Data records:

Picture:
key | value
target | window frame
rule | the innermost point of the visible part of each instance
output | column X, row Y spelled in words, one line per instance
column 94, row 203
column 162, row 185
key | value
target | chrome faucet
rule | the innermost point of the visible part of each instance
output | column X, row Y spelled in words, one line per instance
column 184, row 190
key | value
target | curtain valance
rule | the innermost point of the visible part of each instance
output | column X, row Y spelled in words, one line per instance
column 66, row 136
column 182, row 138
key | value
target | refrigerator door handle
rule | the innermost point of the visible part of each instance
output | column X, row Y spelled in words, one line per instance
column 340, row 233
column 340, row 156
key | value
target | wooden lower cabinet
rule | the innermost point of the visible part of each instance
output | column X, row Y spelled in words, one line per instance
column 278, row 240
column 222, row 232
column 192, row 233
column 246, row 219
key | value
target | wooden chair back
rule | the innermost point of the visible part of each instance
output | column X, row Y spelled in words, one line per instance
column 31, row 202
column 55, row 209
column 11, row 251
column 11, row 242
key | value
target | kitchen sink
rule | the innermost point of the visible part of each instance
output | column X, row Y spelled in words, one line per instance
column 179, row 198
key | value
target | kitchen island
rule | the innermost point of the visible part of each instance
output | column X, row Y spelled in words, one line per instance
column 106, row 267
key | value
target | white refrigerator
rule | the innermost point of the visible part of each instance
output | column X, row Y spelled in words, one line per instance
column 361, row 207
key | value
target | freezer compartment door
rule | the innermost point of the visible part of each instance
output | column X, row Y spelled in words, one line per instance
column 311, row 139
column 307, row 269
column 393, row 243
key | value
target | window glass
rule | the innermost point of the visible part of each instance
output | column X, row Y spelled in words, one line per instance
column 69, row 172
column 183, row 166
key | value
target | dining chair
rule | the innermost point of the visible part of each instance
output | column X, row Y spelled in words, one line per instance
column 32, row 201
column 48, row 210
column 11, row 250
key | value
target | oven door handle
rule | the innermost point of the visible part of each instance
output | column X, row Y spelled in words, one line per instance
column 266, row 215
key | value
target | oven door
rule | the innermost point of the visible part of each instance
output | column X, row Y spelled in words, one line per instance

Task details: Arrange every line of the data above as a numbered list, leaving out any blank lines.

Result for this task:
1. Picture:
2. key | value
3. target | window frame
4. rule | the innermost point of the visible part of each instance
5. output | column X, row Y spelled in words, one line per instance
6. column 94, row 203
7. column 162, row 185
8. key | value
9. target | chrome faucet
10. rule | the innermost point of the visible part of each instance
11. output | column X, row Y spelled in words, one line per instance
12. column 184, row 190
13. key | value
14. target | curtain valance
15. rule | the innermost point of the visible part of each instance
16. output | column X, row Y spelled in words, one line per instance
17. column 66, row 136
18. column 182, row 138
19. key | value
20. target | refrigerator door handle
21. rule | the innermost point of the visible part of each instance
22. output | column X, row Y spelled in words, one line per instance
23. column 340, row 233
24. column 340, row 156
25. key | value
26. target | wooden lower cabinet
27. rule | the innermost point of the visible part of each instance
28. output | column X, row Y spelled in words, one line per instance
29. column 278, row 240
30. column 222, row 232
31. column 192, row 233
32. column 246, row 219
33. key | value
34. target | wooden chair back
35. rule | the innermost point of the visible part of each instance
36. output | column X, row Y spelled in words, one line per instance
37. column 31, row 202
38. column 55, row 209
39. column 11, row 251
40. column 11, row 242
41. key | value
42. target | kitchen sink
43. rule | the innermost point of the visible part of each instance
44. output | column X, row Y spelled in words, one line per instance
45. column 179, row 198
46. key | value
47. target | kitchen island
48. rule | the innermost point of the visible part of each instance
49. output | column X, row Y spelled in words, one line per instance
50. column 106, row 267
51. key | value
52. target | white refrigerator
53. rule | the innermost point of the visible part of each instance
54. output | column X, row Y spelled in words, one line per instance
55. column 361, row 207
56. key | value
57. target | freezer compartment door
58. rule | the innermost point of the visible part of each instance
59. output | column X, row Y spelled in words, one line per instance
60. column 311, row 139
61. column 307, row 269
62. column 393, row 243
63. key | value
64. target | window glass
65. rule | the innermost point of the visible part of each instance
66. output | column X, row Y spelled in words, one line per instance
67. column 69, row 172
68. column 183, row 166
69. key | value
70. target | dining chair
71. rule | the innermost point of the visible part of each instance
72. output | column X, row Y spelled in words, one line per instance
73. column 32, row 201
74. column 48, row 210
75. column 11, row 250
76. key | value
77. target | oven door handle
78. rule | the innermost point of the visible part of each instance
79. output | column X, row Y spelled in words, one line per instance
80. column 266, row 215
81. key | value
82. target | oven door
83. rule | the innermost point of the visible part of each instance
84. output | column X, row Y spelled in words, one line per instance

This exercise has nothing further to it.